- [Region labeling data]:
# # # #
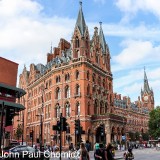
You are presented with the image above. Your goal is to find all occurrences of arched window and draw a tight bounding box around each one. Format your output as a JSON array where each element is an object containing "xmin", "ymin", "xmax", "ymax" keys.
[
  {"xmin": 87, "ymin": 84, "xmax": 90, "ymax": 95},
  {"xmin": 100, "ymin": 102, "xmax": 104, "ymax": 114},
  {"xmin": 109, "ymin": 83, "xmax": 112, "ymax": 90},
  {"xmin": 65, "ymin": 102, "xmax": 71, "ymax": 117},
  {"xmin": 98, "ymin": 76, "xmax": 101, "ymax": 85},
  {"xmin": 56, "ymin": 76, "xmax": 61, "ymax": 83},
  {"xmin": 76, "ymin": 70, "xmax": 79, "ymax": 79},
  {"xmin": 65, "ymin": 86, "xmax": 70, "ymax": 98},
  {"xmin": 87, "ymin": 102, "xmax": 90, "ymax": 115},
  {"xmin": 76, "ymin": 102, "xmax": 81, "ymax": 116},
  {"xmin": 65, "ymin": 73, "xmax": 70, "ymax": 81},
  {"xmin": 76, "ymin": 37, "xmax": 79, "ymax": 48},
  {"xmin": 87, "ymin": 71, "xmax": 89, "ymax": 80},
  {"xmin": 56, "ymin": 87, "xmax": 61, "ymax": 100},
  {"xmin": 105, "ymin": 102, "xmax": 108, "ymax": 113},
  {"xmin": 92, "ymin": 73, "xmax": 96, "ymax": 83},
  {"xmin": 94, "ymin": 100, "xmax": 99, "ymax": 114},
  {"xmin": 103, "ymin": 79, "xmax": 105, "ymax": 88},
  {"xmin": 76, "ymin": 84, "xmax": 80, "ymax": 96},
  {"xmin": 56, "ymin": 104, "xmax": 60, "ymax": 118}
]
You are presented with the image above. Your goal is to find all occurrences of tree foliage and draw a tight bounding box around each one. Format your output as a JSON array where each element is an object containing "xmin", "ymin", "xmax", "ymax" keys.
[
  {"xmin": 148, "ymin": 106, "xmax": 160, "ymax": 139},
  {"xmin": 16, "ymin": 124, "xmax": 23, "ymax": 140}
]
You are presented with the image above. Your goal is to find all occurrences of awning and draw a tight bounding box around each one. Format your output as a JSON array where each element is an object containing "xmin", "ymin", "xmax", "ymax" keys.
[
  {"xmin": 0, "ymin": 83, "xmax": 26, "ymax": 98},
  {"xmin": 0, "ymin": 100, "xmax": 25, "ymax": 111}
]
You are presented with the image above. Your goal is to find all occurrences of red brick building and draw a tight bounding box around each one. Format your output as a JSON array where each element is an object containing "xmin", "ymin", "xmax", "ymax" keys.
[
  {"xmin": 15, "ymin": 3, "xmax": 154, "ymax": 146},
  {"xmin": 0, "ymin": 57, "xmax": 25, "ymax": 149}
]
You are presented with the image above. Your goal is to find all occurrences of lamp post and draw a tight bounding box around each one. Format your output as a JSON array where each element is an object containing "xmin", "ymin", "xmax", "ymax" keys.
[
  {"xmin": 72, "ymin": 110, "xmax": 77, "ymax": 146},
  {"xmin": 17, "ymin": 112, "xmax": 24, "ymax": 145},
  {"xmin": 36, "ymin": 85, "xmax": 46, "ymax": 151}
]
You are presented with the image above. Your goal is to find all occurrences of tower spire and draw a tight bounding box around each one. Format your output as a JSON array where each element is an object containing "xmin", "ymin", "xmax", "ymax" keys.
[
  {"xmin": 99, "ymin": 22, "xmax": 106, "ymax": 53},
  {"xmin": 144, "ymin": 67, "xmax": 151, "ymax": 93},
  {"xmin": 76, "ymin": 1, "xmax": 86, "ymax": 36},
  {"xmin": 50, "ymin": 42, "xmax": 53, "ymax": 53}
]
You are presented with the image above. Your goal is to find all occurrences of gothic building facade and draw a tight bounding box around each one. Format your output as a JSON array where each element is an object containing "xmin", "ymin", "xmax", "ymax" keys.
[
  {"xmin": 113, "ymin": 71, "xmax": 154, "ymax": 137},
  {"xmin": 14, "ymin": 3, "xmax": 152, "ymax": 146}
]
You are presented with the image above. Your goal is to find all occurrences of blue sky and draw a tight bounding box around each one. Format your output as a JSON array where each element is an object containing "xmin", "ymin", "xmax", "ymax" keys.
# # # #
Return every line of the data above that contains the word "awning".

You are presented with the image above. Your goal is to find all occurrences of awning and draw a tight bounding box around each one. Format your output as a JSON array where each element is an object containing "xmin", "ymin", "xmax", "ymax" keys.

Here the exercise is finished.